** TASK **
Select, from the data, each line where "pants" occurs.
-------- SUPPLIED ENTRIES
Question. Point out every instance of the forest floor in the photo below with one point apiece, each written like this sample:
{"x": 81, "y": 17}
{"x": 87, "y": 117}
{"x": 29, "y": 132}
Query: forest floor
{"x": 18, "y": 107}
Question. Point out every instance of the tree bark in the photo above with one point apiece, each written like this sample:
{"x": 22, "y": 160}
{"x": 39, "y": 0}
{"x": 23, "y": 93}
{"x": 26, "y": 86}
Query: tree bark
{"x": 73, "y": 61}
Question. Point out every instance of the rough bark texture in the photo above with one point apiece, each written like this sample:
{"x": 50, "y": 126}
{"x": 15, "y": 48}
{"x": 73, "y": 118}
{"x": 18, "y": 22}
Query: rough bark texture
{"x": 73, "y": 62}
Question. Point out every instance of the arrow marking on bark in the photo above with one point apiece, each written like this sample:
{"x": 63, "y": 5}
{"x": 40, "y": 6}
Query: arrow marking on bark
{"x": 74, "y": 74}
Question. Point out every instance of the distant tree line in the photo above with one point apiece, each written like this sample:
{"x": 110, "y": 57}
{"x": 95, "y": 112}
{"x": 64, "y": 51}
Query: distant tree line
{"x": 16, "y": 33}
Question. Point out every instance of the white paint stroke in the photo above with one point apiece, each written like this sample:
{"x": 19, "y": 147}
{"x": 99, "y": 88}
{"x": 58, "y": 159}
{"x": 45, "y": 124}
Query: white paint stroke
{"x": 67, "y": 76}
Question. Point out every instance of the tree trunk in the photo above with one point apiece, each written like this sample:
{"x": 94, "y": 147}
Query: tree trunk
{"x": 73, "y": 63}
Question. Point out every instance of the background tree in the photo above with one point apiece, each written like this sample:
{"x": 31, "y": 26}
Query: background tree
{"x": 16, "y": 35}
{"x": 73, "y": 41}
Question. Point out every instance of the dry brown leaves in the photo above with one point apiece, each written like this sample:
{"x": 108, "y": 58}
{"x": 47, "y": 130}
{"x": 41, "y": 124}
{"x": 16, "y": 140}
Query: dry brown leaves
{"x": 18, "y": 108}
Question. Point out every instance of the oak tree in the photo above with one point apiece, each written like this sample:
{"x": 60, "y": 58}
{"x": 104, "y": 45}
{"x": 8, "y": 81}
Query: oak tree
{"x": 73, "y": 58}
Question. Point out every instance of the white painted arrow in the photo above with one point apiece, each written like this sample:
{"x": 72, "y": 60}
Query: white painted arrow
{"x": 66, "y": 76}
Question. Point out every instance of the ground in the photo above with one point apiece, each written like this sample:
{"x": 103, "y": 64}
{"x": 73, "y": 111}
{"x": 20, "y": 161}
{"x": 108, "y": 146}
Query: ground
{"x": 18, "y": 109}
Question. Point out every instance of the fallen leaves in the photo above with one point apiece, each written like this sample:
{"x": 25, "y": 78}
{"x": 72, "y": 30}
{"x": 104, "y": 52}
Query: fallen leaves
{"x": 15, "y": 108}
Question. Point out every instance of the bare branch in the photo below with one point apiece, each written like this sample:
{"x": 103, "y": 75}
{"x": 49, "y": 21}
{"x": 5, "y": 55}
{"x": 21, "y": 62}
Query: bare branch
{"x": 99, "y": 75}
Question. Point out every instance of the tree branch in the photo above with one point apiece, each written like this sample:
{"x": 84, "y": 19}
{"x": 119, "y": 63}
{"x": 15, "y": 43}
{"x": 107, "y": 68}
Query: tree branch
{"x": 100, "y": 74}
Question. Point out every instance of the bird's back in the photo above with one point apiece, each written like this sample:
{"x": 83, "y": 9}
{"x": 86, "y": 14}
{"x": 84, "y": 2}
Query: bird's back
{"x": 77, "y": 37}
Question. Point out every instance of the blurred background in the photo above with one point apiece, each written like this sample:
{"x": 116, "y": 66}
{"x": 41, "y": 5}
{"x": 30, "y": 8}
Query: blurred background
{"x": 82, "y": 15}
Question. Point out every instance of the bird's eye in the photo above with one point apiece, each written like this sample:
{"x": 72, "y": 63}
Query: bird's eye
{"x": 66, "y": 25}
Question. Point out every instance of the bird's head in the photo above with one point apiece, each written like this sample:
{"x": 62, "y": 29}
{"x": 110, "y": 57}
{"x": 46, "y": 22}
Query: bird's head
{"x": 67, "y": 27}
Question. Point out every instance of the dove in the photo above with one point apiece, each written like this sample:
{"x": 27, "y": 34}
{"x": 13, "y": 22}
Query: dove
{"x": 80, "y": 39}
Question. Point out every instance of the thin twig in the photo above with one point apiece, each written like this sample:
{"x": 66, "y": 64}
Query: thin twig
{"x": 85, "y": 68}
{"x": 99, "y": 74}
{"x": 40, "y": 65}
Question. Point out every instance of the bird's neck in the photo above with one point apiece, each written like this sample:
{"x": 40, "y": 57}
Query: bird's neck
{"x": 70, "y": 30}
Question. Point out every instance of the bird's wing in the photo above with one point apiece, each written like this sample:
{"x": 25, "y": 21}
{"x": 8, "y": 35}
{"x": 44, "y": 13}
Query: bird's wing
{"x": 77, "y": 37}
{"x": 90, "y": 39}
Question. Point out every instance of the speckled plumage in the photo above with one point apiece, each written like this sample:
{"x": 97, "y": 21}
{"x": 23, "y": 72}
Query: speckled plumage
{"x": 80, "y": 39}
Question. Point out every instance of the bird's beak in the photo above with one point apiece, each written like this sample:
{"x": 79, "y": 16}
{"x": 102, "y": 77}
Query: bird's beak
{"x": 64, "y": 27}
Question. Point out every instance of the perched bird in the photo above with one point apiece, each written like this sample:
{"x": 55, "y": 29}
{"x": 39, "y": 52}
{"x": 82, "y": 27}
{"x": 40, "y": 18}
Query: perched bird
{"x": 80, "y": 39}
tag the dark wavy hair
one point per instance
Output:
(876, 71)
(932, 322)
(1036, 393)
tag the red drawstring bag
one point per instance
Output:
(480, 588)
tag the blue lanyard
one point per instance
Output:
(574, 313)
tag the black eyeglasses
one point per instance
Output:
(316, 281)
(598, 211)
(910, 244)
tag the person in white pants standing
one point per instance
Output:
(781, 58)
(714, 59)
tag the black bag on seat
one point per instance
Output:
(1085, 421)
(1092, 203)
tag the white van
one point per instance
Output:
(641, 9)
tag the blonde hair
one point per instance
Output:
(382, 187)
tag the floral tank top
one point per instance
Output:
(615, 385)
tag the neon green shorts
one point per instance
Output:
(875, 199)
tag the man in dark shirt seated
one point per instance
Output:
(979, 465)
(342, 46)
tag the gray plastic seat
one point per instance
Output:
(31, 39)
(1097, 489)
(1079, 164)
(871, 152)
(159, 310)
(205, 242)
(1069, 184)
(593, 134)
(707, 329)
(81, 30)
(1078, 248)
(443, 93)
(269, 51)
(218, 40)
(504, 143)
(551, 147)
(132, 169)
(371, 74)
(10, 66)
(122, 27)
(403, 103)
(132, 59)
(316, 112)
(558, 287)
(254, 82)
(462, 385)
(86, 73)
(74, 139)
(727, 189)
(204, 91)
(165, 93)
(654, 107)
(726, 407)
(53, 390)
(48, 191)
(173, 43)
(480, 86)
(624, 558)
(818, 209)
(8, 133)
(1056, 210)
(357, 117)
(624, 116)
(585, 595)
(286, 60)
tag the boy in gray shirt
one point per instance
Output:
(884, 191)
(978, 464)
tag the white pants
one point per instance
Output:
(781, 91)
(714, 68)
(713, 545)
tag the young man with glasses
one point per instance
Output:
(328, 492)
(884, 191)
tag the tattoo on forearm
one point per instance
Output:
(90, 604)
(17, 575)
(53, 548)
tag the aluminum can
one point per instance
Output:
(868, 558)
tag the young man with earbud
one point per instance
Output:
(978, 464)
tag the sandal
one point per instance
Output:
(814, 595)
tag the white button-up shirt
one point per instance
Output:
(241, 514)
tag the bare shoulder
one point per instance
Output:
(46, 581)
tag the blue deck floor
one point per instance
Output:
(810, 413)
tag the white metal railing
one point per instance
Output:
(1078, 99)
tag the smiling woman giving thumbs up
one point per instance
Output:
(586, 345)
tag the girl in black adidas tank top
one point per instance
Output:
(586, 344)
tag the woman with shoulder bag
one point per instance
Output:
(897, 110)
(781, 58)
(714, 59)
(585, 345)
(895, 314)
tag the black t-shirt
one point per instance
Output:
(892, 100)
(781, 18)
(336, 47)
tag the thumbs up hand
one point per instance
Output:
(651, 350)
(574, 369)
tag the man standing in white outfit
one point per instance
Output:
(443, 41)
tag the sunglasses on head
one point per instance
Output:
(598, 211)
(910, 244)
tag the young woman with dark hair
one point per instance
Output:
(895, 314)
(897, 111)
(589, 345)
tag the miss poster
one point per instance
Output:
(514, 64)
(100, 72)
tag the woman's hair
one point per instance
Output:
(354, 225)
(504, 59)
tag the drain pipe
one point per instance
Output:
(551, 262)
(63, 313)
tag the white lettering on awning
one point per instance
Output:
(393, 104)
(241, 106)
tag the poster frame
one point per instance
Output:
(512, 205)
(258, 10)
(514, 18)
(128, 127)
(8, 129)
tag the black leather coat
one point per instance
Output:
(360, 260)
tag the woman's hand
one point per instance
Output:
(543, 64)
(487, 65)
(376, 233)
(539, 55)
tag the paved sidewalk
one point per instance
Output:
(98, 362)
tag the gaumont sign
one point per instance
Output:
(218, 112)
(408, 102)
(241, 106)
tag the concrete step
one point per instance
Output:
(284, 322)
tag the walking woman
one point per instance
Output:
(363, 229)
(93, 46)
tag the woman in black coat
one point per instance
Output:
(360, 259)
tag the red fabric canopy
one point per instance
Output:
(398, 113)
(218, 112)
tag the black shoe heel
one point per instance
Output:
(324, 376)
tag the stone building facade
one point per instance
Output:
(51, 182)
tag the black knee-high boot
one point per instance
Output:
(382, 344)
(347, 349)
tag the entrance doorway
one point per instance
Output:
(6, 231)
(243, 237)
----------------
** EXPECTED OUTPUT **
tag the person in white pants standing
tag the white pants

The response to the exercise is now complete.